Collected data

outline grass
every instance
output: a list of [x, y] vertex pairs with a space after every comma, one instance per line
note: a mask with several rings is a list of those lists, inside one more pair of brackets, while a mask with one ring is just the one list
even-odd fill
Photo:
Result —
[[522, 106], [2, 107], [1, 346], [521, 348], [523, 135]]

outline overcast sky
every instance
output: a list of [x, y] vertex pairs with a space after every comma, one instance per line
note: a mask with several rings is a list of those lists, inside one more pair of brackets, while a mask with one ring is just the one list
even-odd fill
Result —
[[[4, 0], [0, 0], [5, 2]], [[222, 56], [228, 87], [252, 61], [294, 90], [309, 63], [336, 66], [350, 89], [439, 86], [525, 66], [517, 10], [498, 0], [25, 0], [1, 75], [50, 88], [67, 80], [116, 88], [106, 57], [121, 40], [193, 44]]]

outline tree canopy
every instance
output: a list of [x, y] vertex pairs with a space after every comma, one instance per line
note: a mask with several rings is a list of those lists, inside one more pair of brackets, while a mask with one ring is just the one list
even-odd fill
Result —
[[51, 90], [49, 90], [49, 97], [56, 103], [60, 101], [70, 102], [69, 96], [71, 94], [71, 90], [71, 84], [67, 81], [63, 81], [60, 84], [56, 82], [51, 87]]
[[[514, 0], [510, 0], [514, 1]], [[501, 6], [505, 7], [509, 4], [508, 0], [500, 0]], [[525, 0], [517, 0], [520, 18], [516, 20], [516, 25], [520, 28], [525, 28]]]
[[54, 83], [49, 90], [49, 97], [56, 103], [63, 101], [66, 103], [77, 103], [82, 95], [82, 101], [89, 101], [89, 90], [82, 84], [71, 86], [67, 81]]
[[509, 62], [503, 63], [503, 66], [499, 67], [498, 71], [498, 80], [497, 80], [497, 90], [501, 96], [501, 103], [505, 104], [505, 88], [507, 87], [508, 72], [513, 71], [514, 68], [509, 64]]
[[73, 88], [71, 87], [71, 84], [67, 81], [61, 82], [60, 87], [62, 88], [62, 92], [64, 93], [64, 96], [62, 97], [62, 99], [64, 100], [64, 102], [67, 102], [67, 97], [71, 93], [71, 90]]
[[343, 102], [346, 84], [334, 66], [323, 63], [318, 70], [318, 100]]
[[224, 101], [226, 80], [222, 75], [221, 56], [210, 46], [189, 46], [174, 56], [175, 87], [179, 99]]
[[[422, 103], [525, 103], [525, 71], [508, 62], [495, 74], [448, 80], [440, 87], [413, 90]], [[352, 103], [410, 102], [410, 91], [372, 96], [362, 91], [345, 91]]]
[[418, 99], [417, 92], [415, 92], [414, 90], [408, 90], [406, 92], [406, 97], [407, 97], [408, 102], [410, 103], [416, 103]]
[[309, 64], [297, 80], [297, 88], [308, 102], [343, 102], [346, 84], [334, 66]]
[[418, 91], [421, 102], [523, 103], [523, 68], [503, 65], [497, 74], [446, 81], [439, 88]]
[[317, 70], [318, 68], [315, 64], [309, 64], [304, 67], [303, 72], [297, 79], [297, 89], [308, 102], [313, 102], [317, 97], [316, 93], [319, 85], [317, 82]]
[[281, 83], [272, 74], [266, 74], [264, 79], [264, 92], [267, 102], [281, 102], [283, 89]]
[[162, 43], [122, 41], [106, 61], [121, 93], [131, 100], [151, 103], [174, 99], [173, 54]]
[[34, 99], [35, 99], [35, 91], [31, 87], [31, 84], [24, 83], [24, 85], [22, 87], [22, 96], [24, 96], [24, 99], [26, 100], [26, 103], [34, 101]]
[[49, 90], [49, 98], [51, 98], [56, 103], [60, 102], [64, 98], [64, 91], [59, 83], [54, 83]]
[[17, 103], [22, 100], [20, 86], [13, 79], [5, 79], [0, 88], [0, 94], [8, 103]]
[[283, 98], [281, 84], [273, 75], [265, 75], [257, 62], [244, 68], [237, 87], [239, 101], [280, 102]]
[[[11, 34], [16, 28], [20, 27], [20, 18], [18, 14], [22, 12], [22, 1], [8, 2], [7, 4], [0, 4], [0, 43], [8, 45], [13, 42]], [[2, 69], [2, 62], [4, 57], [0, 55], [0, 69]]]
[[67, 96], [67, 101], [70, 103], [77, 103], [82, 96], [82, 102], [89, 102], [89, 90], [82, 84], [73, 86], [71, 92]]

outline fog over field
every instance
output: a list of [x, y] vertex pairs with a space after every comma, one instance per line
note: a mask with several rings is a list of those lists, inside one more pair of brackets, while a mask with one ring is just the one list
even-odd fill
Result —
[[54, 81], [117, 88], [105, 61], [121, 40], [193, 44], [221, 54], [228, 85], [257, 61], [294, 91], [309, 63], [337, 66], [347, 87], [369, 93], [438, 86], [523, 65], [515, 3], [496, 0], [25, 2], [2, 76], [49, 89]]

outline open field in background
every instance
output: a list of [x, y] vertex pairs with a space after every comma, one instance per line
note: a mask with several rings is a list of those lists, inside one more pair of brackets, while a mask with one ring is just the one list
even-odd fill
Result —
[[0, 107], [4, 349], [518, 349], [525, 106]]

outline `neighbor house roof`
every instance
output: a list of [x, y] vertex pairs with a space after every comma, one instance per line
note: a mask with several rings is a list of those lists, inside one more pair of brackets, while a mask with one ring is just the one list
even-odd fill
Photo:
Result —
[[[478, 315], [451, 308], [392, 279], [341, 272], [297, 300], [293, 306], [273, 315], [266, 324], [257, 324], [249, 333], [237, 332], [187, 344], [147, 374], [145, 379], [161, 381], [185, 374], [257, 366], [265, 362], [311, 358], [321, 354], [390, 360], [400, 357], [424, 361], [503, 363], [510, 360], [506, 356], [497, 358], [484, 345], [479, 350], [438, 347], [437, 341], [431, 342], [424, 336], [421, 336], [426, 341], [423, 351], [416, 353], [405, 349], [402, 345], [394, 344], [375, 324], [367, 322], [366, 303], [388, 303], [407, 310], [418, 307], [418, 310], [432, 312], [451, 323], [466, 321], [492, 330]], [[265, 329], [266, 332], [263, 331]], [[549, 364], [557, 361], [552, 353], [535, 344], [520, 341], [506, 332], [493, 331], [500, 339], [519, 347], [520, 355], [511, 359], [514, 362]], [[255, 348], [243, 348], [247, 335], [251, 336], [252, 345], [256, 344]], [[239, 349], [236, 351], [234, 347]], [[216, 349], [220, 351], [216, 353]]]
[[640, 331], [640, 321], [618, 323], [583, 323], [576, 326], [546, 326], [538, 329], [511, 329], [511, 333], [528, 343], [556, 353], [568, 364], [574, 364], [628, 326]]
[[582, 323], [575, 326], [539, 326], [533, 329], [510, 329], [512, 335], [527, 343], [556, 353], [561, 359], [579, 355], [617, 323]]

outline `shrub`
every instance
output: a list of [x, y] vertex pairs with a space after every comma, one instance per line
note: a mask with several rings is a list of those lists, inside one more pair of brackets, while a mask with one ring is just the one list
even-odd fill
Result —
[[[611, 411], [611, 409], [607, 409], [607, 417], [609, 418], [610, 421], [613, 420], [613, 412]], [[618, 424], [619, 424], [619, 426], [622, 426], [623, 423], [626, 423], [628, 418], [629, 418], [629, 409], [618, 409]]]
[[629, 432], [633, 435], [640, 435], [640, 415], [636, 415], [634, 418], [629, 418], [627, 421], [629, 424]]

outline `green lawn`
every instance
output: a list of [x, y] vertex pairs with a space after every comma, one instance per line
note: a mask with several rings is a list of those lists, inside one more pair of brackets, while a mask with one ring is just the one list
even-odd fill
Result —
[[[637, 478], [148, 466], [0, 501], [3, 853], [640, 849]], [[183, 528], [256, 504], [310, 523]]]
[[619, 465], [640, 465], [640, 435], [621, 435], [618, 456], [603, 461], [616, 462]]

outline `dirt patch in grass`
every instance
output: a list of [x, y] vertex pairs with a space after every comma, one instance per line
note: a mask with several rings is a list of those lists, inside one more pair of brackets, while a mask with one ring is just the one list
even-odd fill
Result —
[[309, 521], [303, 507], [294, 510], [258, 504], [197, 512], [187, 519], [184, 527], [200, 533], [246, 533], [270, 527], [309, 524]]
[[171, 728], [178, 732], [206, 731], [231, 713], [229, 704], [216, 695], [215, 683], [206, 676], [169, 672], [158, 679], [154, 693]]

Problem to solve: Bring together all lines of the entries above in which the string "field" occurs.

Reply to the task:
outline fog over field
outline open field in background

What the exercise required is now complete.